▶ **Instrucciones de trabajo**
Edita el texto sobre la muerte de Artaud: reproduce todo lo que va desde "Seguir ardiendo en" hasta "a saber, neurosífilis.", sustituyendo "manicomios" por "hospitales psiquiátricos".

Seguir ardiendo en preguntas: la muerte de Artaud
A casi 70 años de la muerte de Antonin Artaud, revisitamos la vida y obra del poeta y dramaturgo francés.
Un cuatro de marzo de 1948, luego de freírle el cerebro durante nueve años en distintos manicomios, muere de cáncer en Ivry-sur-Seine, Francia, Antonin Artaud, poeta, dramaturgo, director y actor francés, creador del llamado “teatro de la crueldad”. Triste final para una mente brillante que nunca requirió de terapia de electrochoque: la enfermedad que lo aquejaba, hoy se trata con antibióticos de bajo costo. Todos sus síntomas, su irritabilidad, los cambios súbitos de humor, los cuadros depresivos y las convulsiones, encajaban en un diagnóstico, a saber, neurosífilis.
Resulta irresistible hacer el ejercicio anacrónico –y aparentemente intrascendente- de preguntarse qué habría pasado con toda la obra del francés si hubiera recibido el tratamiento correcto a tiempo. ¿Habría existido el Artaud que hoy conocemos? En cualquier caso, la pregunta parece tener más sentido cuando se dispara hacia el presente, hacia nuestra época, cuestionando las interpretaciones contemporáneas de la crueldad artaudiana.

Registros guardados:
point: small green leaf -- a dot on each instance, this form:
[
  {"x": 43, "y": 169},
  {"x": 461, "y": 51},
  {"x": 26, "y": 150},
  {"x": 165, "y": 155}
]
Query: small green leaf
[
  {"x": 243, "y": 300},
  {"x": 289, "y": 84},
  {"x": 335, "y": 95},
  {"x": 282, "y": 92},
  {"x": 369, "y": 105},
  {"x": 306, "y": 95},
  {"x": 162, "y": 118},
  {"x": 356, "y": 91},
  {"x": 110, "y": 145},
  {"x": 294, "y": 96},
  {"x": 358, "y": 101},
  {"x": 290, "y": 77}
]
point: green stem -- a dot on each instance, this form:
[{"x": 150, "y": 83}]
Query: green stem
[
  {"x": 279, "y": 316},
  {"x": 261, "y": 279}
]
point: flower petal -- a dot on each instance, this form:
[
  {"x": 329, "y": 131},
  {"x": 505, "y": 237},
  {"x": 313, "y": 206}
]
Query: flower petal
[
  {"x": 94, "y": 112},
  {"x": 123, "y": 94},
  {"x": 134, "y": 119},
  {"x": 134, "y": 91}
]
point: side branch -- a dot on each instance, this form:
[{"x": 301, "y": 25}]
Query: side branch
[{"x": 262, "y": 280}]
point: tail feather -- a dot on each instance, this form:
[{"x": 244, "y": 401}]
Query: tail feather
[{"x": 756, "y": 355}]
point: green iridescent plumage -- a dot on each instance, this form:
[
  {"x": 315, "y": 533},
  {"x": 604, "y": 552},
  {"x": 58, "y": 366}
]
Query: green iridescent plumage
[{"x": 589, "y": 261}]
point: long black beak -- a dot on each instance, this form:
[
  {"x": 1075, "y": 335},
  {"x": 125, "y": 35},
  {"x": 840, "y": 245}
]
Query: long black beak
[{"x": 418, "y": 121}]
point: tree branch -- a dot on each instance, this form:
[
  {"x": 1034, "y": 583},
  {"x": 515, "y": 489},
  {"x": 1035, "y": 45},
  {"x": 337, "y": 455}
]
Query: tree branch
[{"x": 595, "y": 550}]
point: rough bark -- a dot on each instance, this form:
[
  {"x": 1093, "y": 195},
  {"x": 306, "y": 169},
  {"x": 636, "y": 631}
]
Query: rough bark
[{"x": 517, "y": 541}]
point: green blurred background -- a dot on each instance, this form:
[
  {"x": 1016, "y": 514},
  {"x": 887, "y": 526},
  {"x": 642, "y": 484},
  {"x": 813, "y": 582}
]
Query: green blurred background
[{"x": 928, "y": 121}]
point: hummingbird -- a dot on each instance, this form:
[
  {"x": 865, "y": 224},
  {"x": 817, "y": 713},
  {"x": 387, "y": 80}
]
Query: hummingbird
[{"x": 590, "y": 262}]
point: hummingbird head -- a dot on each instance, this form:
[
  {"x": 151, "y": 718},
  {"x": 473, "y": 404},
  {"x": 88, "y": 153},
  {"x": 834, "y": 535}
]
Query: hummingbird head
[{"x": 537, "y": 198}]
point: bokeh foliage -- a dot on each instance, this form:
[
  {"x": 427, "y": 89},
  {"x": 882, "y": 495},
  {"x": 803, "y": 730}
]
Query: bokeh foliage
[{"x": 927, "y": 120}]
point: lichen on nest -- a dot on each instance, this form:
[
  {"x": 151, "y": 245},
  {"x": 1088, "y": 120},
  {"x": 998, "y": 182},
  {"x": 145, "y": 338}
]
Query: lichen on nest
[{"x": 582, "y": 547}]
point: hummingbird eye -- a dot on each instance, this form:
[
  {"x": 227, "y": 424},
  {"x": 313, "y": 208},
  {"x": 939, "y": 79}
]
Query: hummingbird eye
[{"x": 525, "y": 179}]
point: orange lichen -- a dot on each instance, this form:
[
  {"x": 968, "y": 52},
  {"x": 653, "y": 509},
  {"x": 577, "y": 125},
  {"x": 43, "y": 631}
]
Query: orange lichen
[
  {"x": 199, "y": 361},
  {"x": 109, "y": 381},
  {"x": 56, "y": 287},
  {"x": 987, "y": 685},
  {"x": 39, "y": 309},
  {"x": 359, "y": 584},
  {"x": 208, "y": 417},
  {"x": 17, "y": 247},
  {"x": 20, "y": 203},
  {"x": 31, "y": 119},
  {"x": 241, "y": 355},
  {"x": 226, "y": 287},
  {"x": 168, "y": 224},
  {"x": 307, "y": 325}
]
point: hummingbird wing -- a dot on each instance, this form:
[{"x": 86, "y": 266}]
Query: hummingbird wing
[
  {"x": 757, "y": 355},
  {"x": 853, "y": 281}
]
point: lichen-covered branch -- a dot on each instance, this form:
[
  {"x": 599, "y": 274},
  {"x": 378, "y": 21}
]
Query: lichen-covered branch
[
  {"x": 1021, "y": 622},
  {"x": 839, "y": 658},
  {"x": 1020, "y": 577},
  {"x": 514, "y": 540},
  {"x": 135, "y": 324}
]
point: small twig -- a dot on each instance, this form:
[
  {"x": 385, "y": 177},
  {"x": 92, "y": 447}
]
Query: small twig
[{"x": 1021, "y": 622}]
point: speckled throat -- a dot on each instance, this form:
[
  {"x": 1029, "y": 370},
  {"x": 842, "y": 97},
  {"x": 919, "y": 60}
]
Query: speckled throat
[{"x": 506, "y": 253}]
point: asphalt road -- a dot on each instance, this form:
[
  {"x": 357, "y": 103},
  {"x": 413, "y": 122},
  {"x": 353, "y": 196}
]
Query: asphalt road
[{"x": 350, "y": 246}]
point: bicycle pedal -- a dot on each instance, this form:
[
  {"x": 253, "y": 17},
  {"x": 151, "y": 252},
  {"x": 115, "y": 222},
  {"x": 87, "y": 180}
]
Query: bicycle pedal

▶ **Resultado del ejercicio**
Seguir ardiendo en preguntas: la muerte de Artaud
A casi 70 años de la muerte de Antonin Artaud, revisitamos la vida y obra del poeta y dramaturgo francés.
Un cuatro de marzo de 1948, luego de freírle el cerebro durante nueve años en distintos hospitales psiquiátricos, muere de cáncer en Ivry-sur-Seine, Francia, Antonin Artaud, poeta, dramaturgo, director y actor francés, creador del llamado “teatro de la crueldad”. Triste final para una mente brillante que nunca requirió de terapia de electrochoque: la enfermedad que lo aquejaba, hoy se trata con antibióticos de bajo costo. Todos sus síntomas, su irritabilidad, los cambios súbitos de humor, los cuadros depresivos y las convulsiones, encajaban en un diagnóstico, a saber, neurosífilis.